=== Source extract ===
When one spouse loves tea and the other keeps bees, this pin is a natural:
Not sure where my daughter picked it up for us but it certainly could refer to “Let It Bee” tea, an herbal blend that contains bee pollen, honeybush, rooibos, vanilla, and honey granules (Red Stick Spice Company).
But the pin made me wonder whether bees play any sort of role in the tea industry.
After all, honey bees are vital to California’s almond industry, meaning that over half the nation’s managed hives are trucked to the almond groves each spring.
The North Carolina State University exchange website states that bees are attracted to the flowers of Camellia sinensis (the tea plant), at least the variety grown in the NC area, and the Edible Wild Food website says that C. sinensis flowers are indeed pollinated by bees. . . . and flies and other insects, according to Pollinator.org.
So no, bees apparently are not overwhelmingly important for the tea industry.
Further, the tea seeds that naturally result from pollination are highly variable—which is great when you are looking to develop a plant with new characteristics, say, for resilience in the face of climate change.
But when you find a plant that has the qualities that you want, how do you ensure that you can get more plants—with those same qualities—when you can’t predict that the seedlings will closely resemble the parent plant?
Here’s where cuttings (branch taken from existing plant) and clones (genetically identical copies) come in, this vegetative reproduction ensuring consistency (because you aren’t going to get more consistent than identical). Different clones will have different properties, allowing the tea grower to choose the one best suited to the need.
You might notice that some tea gardens advertise their tea as clonal. Many of these growing areas have been hit hard by climate change and so need to make sure they have tea plants that will survive an evolving environment. Others are looking to improve the quality of their tea.
So the role of bees in tea production?
Well, perhaps the addition of “bee pollen” and honey to tea blends and to brewed tea.
Bee pollen, once thought to not be digestible, can be collected from hives and is now purported to offer many benefits, with some proclaiming it holds superfood status. It is the first listed ingredient in “Let It Bee” tea.
The benefits of honey are many and well documented. Besides helping to sooth a sore throat, when added to certain teas, like a chai blend, honey is simply delicious—reason enough to combine “bees” with tea!
So definitely let’s help our bees and drink more tea, even though the two things seem to have little to do with each other.
And yet, our honey bees continue to be gravely endangered, and tea growers in several regions, such as Assam, are struggling to adapt to changing environmental norms.
Maybe, just maybe, the commonality between bee and tea is finding the means to survive.
–”Camellia sinensis,” North Carolina State University, NC State Extension, https://plants.ces.ncsu.edu/plants/all/camellia-sinensis.
–”Tea plant, Camellia Sinensis,” Edible Wild Food, http://www.ediblewildfood.com/tea-plant.aspx.
–”Varieties, cultivars, clones–oh, my!,” by M. J. Coffey, 6/25/13, Tea Geek Blogs.

=== Provided data ===
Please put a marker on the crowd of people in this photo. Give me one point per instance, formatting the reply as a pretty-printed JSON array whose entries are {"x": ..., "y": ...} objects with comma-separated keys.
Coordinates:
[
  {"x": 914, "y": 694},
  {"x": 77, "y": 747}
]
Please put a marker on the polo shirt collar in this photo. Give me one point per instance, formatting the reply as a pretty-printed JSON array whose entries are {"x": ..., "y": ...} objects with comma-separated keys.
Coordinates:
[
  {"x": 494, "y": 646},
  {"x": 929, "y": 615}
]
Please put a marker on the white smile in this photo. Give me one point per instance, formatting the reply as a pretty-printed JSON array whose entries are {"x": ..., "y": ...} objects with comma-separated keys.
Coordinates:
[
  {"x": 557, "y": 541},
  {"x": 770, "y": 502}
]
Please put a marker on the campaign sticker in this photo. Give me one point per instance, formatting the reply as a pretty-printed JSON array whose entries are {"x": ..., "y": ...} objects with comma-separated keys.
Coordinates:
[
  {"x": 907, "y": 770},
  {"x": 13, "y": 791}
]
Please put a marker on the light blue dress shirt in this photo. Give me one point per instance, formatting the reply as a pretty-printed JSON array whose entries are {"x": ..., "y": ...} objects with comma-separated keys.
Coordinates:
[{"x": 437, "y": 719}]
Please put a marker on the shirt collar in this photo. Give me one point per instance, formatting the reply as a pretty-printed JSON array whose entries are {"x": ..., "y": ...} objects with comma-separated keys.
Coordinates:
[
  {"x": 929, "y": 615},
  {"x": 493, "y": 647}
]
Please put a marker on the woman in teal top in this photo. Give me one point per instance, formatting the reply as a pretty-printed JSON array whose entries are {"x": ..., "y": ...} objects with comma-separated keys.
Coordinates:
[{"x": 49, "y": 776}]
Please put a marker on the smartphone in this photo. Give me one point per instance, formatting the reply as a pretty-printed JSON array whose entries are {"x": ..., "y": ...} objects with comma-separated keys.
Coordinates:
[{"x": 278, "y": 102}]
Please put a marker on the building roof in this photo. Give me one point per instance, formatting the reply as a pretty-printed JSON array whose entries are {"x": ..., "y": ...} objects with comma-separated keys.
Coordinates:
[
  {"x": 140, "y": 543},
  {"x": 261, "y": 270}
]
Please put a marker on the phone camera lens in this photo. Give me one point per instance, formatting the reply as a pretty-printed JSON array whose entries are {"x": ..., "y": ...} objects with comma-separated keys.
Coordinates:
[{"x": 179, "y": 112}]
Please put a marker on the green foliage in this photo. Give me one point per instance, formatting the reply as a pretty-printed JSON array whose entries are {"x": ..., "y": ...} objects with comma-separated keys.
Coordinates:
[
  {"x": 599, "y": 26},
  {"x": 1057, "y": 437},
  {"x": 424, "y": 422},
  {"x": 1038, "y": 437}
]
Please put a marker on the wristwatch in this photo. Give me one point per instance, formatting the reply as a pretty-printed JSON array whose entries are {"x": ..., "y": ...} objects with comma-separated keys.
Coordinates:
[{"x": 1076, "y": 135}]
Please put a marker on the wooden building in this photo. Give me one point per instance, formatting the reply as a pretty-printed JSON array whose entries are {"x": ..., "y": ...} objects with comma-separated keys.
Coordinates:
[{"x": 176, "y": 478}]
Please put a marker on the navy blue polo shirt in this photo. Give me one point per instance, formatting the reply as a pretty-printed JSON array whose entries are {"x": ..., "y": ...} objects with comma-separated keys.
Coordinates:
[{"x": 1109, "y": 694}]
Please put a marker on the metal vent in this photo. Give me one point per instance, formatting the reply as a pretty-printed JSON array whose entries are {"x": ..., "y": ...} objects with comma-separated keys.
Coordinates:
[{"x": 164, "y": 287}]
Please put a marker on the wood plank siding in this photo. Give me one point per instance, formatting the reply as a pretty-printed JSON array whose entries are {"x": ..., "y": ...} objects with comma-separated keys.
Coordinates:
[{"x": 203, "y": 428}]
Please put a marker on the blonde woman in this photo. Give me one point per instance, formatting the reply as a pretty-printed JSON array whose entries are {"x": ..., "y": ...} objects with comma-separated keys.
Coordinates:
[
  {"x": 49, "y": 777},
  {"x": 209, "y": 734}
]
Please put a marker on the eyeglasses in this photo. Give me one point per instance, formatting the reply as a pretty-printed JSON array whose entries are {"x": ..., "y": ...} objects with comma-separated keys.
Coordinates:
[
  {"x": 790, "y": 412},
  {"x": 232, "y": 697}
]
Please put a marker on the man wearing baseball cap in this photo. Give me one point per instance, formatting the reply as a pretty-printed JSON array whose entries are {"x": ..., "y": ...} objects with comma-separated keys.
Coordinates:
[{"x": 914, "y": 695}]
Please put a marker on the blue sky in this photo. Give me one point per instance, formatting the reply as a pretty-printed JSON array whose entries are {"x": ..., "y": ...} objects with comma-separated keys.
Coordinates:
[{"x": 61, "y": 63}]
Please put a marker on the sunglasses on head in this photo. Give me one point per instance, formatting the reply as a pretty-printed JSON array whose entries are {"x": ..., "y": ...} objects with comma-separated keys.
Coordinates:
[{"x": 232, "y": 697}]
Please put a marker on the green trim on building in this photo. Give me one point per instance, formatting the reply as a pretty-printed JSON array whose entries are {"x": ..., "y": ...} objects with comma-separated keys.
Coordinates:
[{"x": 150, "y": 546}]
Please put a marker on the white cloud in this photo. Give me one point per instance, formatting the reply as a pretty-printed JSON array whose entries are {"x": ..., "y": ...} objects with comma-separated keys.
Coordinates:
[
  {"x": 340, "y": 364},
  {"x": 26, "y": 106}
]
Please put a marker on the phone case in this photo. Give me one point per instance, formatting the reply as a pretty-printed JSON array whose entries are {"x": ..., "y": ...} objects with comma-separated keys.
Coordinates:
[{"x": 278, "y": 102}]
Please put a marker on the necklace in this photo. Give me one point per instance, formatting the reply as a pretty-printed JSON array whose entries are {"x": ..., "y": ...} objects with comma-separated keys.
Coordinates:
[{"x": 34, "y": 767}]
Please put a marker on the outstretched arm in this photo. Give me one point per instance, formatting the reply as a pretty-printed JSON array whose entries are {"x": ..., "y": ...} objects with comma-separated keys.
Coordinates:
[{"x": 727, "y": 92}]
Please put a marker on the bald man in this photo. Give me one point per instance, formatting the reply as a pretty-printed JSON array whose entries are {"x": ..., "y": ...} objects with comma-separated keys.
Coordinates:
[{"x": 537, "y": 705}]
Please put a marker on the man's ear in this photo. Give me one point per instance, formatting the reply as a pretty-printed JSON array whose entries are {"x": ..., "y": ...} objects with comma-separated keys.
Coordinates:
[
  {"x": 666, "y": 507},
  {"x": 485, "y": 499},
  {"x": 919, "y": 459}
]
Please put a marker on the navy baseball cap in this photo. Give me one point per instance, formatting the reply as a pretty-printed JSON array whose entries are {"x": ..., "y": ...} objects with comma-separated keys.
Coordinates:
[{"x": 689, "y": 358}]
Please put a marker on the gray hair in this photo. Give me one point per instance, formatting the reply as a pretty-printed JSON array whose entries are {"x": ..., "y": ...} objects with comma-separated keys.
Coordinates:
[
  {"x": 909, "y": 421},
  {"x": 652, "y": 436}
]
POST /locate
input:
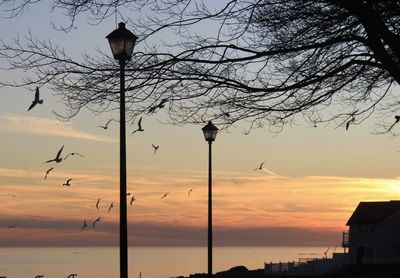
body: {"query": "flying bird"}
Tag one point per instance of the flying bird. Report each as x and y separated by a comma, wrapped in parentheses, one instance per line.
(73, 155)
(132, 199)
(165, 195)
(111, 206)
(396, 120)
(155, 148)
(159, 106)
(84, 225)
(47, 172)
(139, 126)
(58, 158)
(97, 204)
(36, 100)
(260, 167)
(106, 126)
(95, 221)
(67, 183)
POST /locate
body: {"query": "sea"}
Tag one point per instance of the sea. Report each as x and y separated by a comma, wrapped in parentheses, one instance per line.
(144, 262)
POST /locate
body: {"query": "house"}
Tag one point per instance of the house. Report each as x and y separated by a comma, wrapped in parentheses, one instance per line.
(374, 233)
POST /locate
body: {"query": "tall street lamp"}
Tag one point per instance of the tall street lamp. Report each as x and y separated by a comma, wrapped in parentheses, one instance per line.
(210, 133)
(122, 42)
...
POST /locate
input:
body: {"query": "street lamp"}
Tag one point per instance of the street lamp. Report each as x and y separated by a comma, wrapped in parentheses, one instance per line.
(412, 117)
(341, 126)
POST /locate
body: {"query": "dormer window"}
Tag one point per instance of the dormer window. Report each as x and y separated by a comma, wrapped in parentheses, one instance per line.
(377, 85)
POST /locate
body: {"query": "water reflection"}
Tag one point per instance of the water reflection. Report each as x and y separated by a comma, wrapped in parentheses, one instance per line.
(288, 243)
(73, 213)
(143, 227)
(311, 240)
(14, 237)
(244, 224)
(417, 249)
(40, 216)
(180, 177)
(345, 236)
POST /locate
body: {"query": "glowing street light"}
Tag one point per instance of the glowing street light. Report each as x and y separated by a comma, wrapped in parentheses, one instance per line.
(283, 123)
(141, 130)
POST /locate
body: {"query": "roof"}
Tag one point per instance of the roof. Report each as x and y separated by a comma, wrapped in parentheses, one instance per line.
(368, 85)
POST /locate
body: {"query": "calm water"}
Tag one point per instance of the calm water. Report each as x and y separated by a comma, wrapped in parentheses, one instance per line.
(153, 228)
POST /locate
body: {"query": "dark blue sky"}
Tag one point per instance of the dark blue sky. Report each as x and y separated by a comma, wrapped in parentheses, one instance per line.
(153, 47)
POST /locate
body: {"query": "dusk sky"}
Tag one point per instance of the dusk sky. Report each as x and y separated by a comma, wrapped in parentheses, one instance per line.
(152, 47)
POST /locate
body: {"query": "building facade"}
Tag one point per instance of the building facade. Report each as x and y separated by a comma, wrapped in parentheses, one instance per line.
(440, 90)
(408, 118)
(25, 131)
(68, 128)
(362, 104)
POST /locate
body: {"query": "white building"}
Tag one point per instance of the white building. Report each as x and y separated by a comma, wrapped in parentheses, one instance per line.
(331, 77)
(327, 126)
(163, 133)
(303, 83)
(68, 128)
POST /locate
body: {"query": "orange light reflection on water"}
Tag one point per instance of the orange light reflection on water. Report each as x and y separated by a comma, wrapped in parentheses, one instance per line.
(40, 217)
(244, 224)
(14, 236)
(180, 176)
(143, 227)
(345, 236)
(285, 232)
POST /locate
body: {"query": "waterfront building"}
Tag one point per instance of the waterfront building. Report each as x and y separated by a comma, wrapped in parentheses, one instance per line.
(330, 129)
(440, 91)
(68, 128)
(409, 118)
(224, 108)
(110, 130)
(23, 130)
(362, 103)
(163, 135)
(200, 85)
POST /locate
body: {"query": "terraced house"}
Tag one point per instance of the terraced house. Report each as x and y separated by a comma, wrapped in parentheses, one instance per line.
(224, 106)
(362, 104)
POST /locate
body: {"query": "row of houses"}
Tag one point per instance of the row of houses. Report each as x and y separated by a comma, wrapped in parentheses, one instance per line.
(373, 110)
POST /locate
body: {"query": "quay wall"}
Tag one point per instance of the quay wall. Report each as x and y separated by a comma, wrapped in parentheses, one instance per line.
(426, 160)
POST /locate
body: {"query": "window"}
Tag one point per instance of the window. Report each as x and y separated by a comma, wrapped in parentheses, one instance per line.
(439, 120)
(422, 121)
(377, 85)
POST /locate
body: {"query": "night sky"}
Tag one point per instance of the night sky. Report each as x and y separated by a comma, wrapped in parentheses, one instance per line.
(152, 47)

=== Task statement ===
According to the text about bees and tea, what is the first listed ingredient in "Let It Bee" tea? The material has no connection to the text about bees and tea.

=== Answer space ===
Bee pollen.